* Assignment: The task calls for the lines from the start of the entries below through the line with "find silver spear shaft", given again verbatim, with every picture dropped.

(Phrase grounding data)
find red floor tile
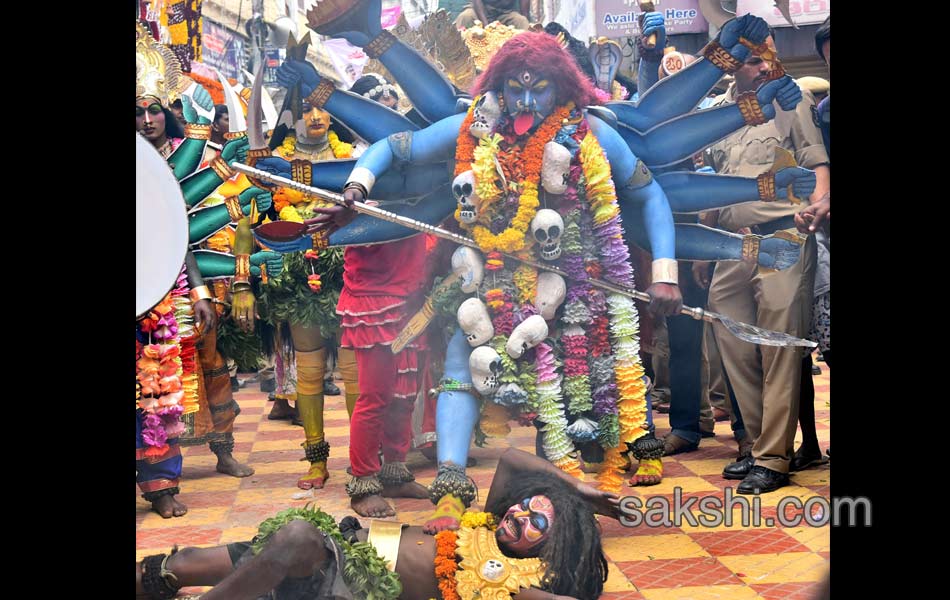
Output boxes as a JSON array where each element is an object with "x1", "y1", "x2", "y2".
[
  {"x1": 618, "y1": 557, "x2": 743, "y2": 589},
  {"x1": 690, "y1": 528, "x2": 810, "y2": 556},
  {"x1": 751, "y1": 581, "x2": 823, "y2": 600}
]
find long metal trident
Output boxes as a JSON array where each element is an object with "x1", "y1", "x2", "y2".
[{"x1": 232, "y1": 162, "x2": 816, "y2": 349}]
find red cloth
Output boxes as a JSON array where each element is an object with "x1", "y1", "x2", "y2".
[
  {"x1": 338, "y1": 236, "x2": 430, "y2": 349},
  {"x1": 349, "y1": 345, "x2": 416, "y2": 476}
]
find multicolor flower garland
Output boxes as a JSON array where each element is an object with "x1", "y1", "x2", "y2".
[
  {"x1": 434, "y1": 511, "x2": 497, "y2": 600},
  {"x1": 454, "y1": 103, "x2": 571, "y2": 253},
  {"x1": 136, "y1": 270, "x2": 191, "y2": 455}
]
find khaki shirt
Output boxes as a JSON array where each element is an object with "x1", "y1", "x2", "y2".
[{"x1": 707, "y1": 82, "x2": 829, "y2": 232}]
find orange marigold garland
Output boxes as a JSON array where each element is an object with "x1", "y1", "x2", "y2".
[{"x1": 434, "y1": 530, "x2": 461, "y2": 600}]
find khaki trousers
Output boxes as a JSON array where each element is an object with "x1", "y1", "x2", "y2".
[{"x1": 708, "y1": 236, "x2": 816, "y2": 474}]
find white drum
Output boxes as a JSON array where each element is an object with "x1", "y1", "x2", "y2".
[{"x1": 136, "y1": 134, "x2": 189, "y2": 318}]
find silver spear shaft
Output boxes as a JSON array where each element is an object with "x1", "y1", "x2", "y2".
[{"x1": 232, "y1": 162, "x2": 816, "y2": 348}]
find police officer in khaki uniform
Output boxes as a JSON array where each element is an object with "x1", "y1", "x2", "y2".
[{"x1": 697, "y1": 36, "x2": 830, "y2": 494}]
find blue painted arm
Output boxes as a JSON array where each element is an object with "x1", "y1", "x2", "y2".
[
  {"x1": 589, "y1": 114, "x2": 675, "y2": 261},
  {"x1": 607, "y1": 14, "x2": 771, "y2": 132},
  {"x1": 276, "y1": 60, "x2": 420, "y2": 142},
  {"x1": 656, "y1": 167, "x2": 817, "y2": 213},
  {"x1": 351, "y1": 113, "x2": 466, "y2": 182}
]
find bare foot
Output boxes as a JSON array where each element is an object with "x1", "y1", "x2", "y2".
[
  {"x1": 216, "y1": 454, "x2": 255, "y2": 478},
  {"x1": 351, "y1": 494, "x2": 396, "y2": 518},
  {"x1": 628, "y1": 458, "x2": 663, "y2": 486},
  {"x1": 381, "y1": 481, "x2": 429, "y2": 499},
  {"x1": 152, "y1": 493, "x2": 188, "y2": 518},
  {"x1": 268, "y1": 398, "x2": 297, "y2": 420},
  {"x1": 297, "y1": 462, "x2": 330, "y2": 490},
  {"x1": 423, "y1": 494, "x2": 464, "y2": 535}
]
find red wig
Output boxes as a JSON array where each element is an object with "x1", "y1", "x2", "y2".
[{"x1": 472, "y1": 32, "x2": 602, "y2": 108}]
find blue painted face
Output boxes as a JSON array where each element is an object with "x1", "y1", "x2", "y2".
[{"x1": 502, "y1": 69, "x2": 557, "y2": 134}]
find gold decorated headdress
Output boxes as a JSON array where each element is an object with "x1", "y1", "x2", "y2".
[
  {"x1": 462, "y1": 20, "x2": 520, "y2": 72},
  {"x1": 136, "y1": 23, "x2": 183, "y2": 106}
]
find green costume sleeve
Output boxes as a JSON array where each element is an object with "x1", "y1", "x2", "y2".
[{"x1": 169, "y1": 138, "x2": 209, "y2": 180}]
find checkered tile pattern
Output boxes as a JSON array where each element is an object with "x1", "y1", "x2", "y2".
[{"x1": 137, "y1": 358, "x2": 830, "y2": 598}]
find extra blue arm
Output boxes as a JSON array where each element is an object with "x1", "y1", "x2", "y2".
[
  {"x1": 589, "y1": 114, "x2": 675, "y2": 261},
  {"x1": 656, "y1": 171, "x2": 759, "y2": 213},
  {"x1": 351, "y1": 113, "x2": 466, "y2": 182},
  {"x1": 609, "y1": 59, "x2": 726, "y2": 133},
  {"x1": 617, "y1": 102, "x2": 754, "y2": 168}
]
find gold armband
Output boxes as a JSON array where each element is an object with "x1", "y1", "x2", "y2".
[
  {"x1": 189, "y1": 285, "x2": 213, "y2": 304},
  {"x1": 756, "y1": 172, "x2": 777, "y2": 201},
  {"x1": 701, "y1": 41, "x2": 743, "y2": 73},
  {"x1": 365, "y1": 29, "x2": 397, "y2": 59},
  {"x1": 234, "y1": 254, "x2": 251, "y2": 284},
  {"x1": 305, "y1": 79, "x2": 336, "y2": 110},
  {"x1": 209, "y1": 156, "x2": 235, "y2": 181},
  {"x1": 224, "y1": 195, "x2": 245, "y2": 222},
  {"x1": 741, "y1": 235, "x2": 761, "y2": 263},
  {"x1": 736, "y1": 91, "x2": 768, "y2": 126},
  {"x1": 651, "y1": 258, "x2": 679, "y2": 285},
  {"x1": 184, "y1": 123, "x2": 211, "y2": 140},
  {"x1": 290, "y1": 160, "x2": 313, "y2": 185}
]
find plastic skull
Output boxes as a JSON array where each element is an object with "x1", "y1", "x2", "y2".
[
  {"x1": 531, "y1": 209, "x2": 564, "y2": 261},
  {"x1": 469, "y1": 91, "x2": 502, "y2": 139},
  {"x1": 506, "y1": 314, "x2": 549, "y2": 359},
  {"x1": 457, "y1": 297, "x2": 494, "y2": 347},
  {"x1": 481, "y1": 559, "x2": 507, "y2": 581},
  {"x1": 470, "y1": 345, "x2": 503, "y2": 395},
  {"x1": 541, "y1": 141, "x2": 572, "y2": 195},
  {"x1": 451, "y1": 246, "x2": 485, "y2": 293},
  {"x1": 535, "y1": 272, "x2": 566, "y2": 320},
  {"x1": 453, "y1": 170, "x2": 479, "y2": 224}
]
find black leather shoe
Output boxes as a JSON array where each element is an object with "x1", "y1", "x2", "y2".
[
  {"x1": 324, "y1": 380, "x2": 341, "y2": 396},
  {"x1": 722, "y1": 455, "x2": 754, "y2": 480},
  {"x1": 737, "y1": 466, "x2": 789, "y2": 495}
]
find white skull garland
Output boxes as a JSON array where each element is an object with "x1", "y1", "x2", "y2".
[
  {"x1": 535, "y1": 272, "x2": 566, "y2": 320},
  {"x1": 469, "y1": 91, "x2": 502, "y2": 139},
  {"x1": 506, "y1": 315, "x2": 549, "y2": 359},
  {"x1": 470, "y1": 345, "x2": 503, "y2": 395},
  {"x1": 453, "y1": 170, "x2": 479, "y2": 225},
  {"x1": 541, "y1": 141, "x2": 572, "y2": 195},
  {"x1": 531, "y1": 209, "x2": 564, "y2": 261},
  {"x1": 457, "y1": 297, "x2": 494, "y2": 346},
  {"x1": 451, "y1": 246, "x2": 485, "y2": 293}
]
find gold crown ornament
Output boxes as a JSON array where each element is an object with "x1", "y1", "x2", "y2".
[{"x1": 136, "y1": 23, "x2": 183, "y2": 107}]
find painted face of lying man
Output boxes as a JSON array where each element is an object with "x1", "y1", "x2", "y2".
[{"x1": 495, "y1": 494, "x2": 556, "y2": 555}]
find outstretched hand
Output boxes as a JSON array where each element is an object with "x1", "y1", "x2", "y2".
[
  {"x1": 181, "y1": 84, "x2": 215, "y2": 124},
  {"x1": 221, "y1": 136, "x2": 249, "y2": 166},
  {"x1": 774, "y1": 167, "x2": 816, "y2": 202},
  {"x1": 577, "y1": 483, "x2": 622, "y2": 520},
  {"x1": 239, "y1": 186, "x2": 273, "y2": 214},
  {"x1": 640, "y1": 12, "x2": 667, "y2": 50},
  {"x1": 253, "y1": 157, "x2": 292, "y2": 187},
  {"x1": 275, "y1": 60, "x2": 321, "y2": 97},
  {"x1": 795, "y1": 192, "x2": 830, "y2": 233},
  {"x1": 719, "y1": 15, "x2": 769, "y2": 62},
  {"x1": 757, "y1": 76, "x2": 802, "y2": 114}
]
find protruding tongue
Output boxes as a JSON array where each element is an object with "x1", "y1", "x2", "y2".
[{"x1": 514, "y1": 112, "x2": 535, "y2": 136}]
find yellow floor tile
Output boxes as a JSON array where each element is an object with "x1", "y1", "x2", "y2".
[
  {"x1": 234, "y1": 487, "x2": 309, "y2": 505},
  {"x1": 139, "y1": 507, "x2": 231, "y2": 529},
  {"x1": 642, "y1": 584, "x2": 764, "y2": 600},
  {"x1": 741, "y1": 485, "x2": 817, "y2": 509},
  {"x1": 677, "y1": 506, "x2": 773, "y2": 533},
  {"x1": 233, "y1": 432, "x2": 257, "y2": 442},
  {"x1": 678, "y1": 459, "x2": 733, "y2": 476},
  {"x1": 789, "y1": 469, "x2": 830, "y2": 488},
  {"x1": 218, "y1": 526, "x2": 262, "y2": 544},
  {"x1": 179, "y1": 476, "x2": 242, "y2": 492},
  {"x1": 322, "y1": 425, "x2": 350, "y2": 437},
  {"x1": 718, "y1": 552, "x2": 828, "y2": 584},
  {"x1": 603, "y1": 561, "x2": 639, "y2": 592},
  {"x1": 234, "y1": 414, "x2": 262, "y2": 424},
  {"x1": 784, "y1": 525, "x2": 830, "y2": 552},
  {"x1": 631, "y1": 476, "x2": 720, "y2": 496},
  {"x1": 246, "y1": 460, "x2": 314, "y2": 475},
  {"x1": 251, "y1": 439, "x2": 303, "y2": 453},
  {"x1": 603, "y1": 533, "x2": 709, "y2": 562}
]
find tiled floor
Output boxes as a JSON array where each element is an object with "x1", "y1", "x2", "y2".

* Response to the task:
find red floor tile
Output boxes as a JSON array where each element is an object with "x1", "y1", "x2", "y2".
[
  {"x1": 618, "y1": 557, "x2": 743, "y2": 589},
  {"x1": 690, "y1": 528, "x2": 810, "y2": 556},
  {"x1": 751, "y1": 581, "x2": 823, "y2": 600}
]
find long metal trident
Output boxes as a JSON array where each element is an object with "x1", "y1", "x2", "y2".
[{"x1": 232, "y1": 162, "x2": 816, "y2": 349}]
find red cloth
Output boxes as a JSON array where each element is an object with "x1", "y1", "x2", "y2".
[
  {"x1": 338, "y1": 236, "x2": 430, "y2": 349},
  {"x1": 349, "y1": 345, "x2": 416, "y2": 476}
]
find multicolor flower garland
Output boxes as a JSON array where each element is an object with "x1", "y1", "x2", "y2".
[
  {"x1": 434, "y1": 511, "x2": 497, "y2": 600},
  {"x1": 454, "y1": 103, "x2": 571, "y2": 253},
  {"x1": 136, "y1": 270, "x2": 191, "y2": 455}
]
find khaki shirt
Output boxes as a JSON array where each element is an object with "x1", "y1", "x2", "y2".
[{"x1": 707, "y1": 82, "x2": 829, "y2": 232}]
find orange marigold garland
Output boxes as a JSON array where each element is an object with "x1", "y1", "x2", "y2".
[{"x1": 434, "y1": 530, "x2": 461, "y2": 600}]
find khaki trousers
Output boxes as a JSON array where each element is an object with "x1", "y1", "x2", "y2".
[{"x1": 708, "y1": 236, "x2": 816, "y2": 474}]
find white drum
Output boxes as a JSON array where each element is an object with "x1", "y1", "x2", "y2".
[{"x1": 136, "y1": 134, "x2": 189, "y2": 318}]
find silver spear shaft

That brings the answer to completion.